**REQUIREMENTS:**
**1)** Reproduce the passage of the defamation judgment excerpt starting with "There was serious" and going on through "the Papakura District.".
**2)** Give the records as a Markdown table with columns Row and Line, starting with the line with "indicate the white cabinetry, one" and going on through the last line of the records, leaving out blank lines.

**EXCERPTED PASSAGE:**

◇ ◇ ◇ ◇ ◇

Former Chairman Papakura Residents & Ratepayers Ass. Inc. Chairman Papakura Concerned Citizens.
On Wednesday 14 June 1997 I laid a complaint with the Serious Fraud Office regarding actions of the Papakura District Councils decision to franchise the Water & Wastewater services for up to a fifty year period.
There was serious enough circumstantial evidence to suggest that criminal irregularity may have taken place. (Italics added).
I laid this complaint in my own personal capacity as a ratepayer of the Papakura District.
Yours sincerely
Ross Vickery
[6] The New Zealand Herald made reference to the subject on 11 June 1997 under the headline "Water Supply Battle Takes a Bitter Turn". Nothing actionable was alleged to have been published in this article. On 14 June the Serious Fraud Office informed Mr Vickery that the available evidence did not sustain the allegations he had made. On 15 June the Mayor of Papakura called for apologies from those who had been running a programme which questioned the honesty and integrity of the Council and its officers. Mr Vickery made no apology.
[7] The respondents commenced proceedings for defamation based primarily on the "To whom it may concern" publication of 6 June. They each claimed compensatory damages of $250,000 and exemplary damages of $20,000. The jury found the words complained of to be defamatory and, by reason of matters to which it is not necessary to refer, that they had been published of and concerning the respondents. The Judge rejected Mr Vickery's defence of qualified privilege in the judgment now under appeal. The jury had on a precautionary basis been asked to say whether Mr Vickery had lost any such privilege by dint of s19 of the Defamation Act 1992. They held that, if in law the occasion was privileged, Mr Vickery had not misused the privilege. Messrs McLean and Phillips were each awarded $10,000 by way of general damages, and Mr Smale $35,000. No exemplary damages were awarded.

◇ ◇ ◇ ◇ ◇

**SUPPLIED RECORDS:**

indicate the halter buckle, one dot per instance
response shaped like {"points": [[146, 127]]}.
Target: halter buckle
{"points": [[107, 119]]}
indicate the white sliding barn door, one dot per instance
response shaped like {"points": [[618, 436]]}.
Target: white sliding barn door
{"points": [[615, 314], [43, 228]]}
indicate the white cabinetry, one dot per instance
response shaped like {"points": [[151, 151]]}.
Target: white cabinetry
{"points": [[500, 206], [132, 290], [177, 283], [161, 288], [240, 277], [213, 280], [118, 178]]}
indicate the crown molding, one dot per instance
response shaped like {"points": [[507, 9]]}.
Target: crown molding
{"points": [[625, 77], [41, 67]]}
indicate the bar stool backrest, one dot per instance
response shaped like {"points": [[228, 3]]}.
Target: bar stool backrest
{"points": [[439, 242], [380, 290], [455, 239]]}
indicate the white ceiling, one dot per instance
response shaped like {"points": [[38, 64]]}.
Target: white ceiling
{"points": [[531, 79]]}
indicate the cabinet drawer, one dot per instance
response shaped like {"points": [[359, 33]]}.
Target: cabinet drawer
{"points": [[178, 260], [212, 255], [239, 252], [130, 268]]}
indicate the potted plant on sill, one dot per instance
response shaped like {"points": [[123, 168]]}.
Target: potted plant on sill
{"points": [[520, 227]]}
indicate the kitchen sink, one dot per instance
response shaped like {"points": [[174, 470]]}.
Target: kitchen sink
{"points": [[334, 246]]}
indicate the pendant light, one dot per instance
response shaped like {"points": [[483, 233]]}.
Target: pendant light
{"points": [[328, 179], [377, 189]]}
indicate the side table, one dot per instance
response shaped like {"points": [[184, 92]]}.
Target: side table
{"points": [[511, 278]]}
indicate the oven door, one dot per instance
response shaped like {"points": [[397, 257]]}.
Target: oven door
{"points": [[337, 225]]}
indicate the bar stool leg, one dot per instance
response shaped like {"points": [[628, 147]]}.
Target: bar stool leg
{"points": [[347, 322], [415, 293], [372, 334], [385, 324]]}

◇ ◇ ◇ ◇ ◇

**OUTPUTS BY TASK:**
**1)**
There was serious enough circumstantial evidence to suggest that criminal irregularity may have taken place. (Italics added).
I laid this complaint in my own personal capacity as a ratepayer of the Papakura District.

**2)**
| Row | Line |
|---|---|
| 1 | indicate the white cabinetry, one dot per instance |
| 2 | response shaped like {"points": [[151, 151]]}. |
| 3 | Target: white cabinetry |
| 4 | {"points": [[500, 206], [132, 290], [177, 283], [161, 288], [240, 277], [213, 280], [118, 178]]} |
| 5 | indicate the crown molding, one dot per instance |
| 6 | response shaped like {"points": [[507, 9]]}. |
| 7 | Target: crown molding |
| 8 | {"points": [[625, 77], [41, 67]]} |
| 9 | indicate the bar stool backrest, one dot per instance |
| 10 | response shaped like {"points": [[228, 3]]}. |
| 11 | Target: bar stool backrest |
| 12 | {"points": [[439, 242], [380, 290], [455, 239]]} |
| 13 | indicate the white ceiling, one dot per instance |
| 14 | response shaped like {"points": [[38, 64]]}. |
| 15 | Target: white ceiling |
| 16 | {"points": [[531, 79]]} |
| 17 | indicate the cabinet drawer, one dot per instance |
| 18 | response shaped like {"points": [[359, 33]]}. |
| 19 | Target: cabinet drawer |
| 20 | {"points": [[178, 260], [212, 255], [239, 252], [130, 268]]} |
| 21 | indicate the potted plant on sill, one dot per instance |
| 22 | response shaped like {"points": [[123, 168]]}. |
| 23 | Target: potted plant on sill |
| 24 | {"points": [[520, 227]]} |
| 25 | indicate the kitchen sink, one dot per instance |
| 26 | response shaped like {"points": [[174, 470]]}. |
| 27 | Target: kitchen sink |
| 28 | {"points": [[334, 246]]} |
| 29 | indicate the pendant light, one dot per instance |
| 30 | response shaped like {"points": [[483, 233]]}. |
| 31 | Target: pendant light |
| 32 | {"points": [[328, 179], [377, 189]]} |
| 33 | indicate the side table, one dot per instance |
| 34 | response shaped like {"points": [[184, 92]]}. |
| 35 | Target: side table |
| 36 | {"points": [[511, 278]]} |
| 37 | indicate the oven door, one dot per instance |
| 38 | response shaped like {"points": [[397, 257]]}. |
| 39 | Target: oven door |
| 40 | {"points": [[337, 225]]} |
| 41 | indicate the bar stool leg, one dot per instance |
| 42 | response shaped like {"points": [[628, 147]]}. |
| 43 | Target: bar stool leg |
| 44 | {"points": [[347, 322], [415, 293], [372, 334], [385, 324]]} |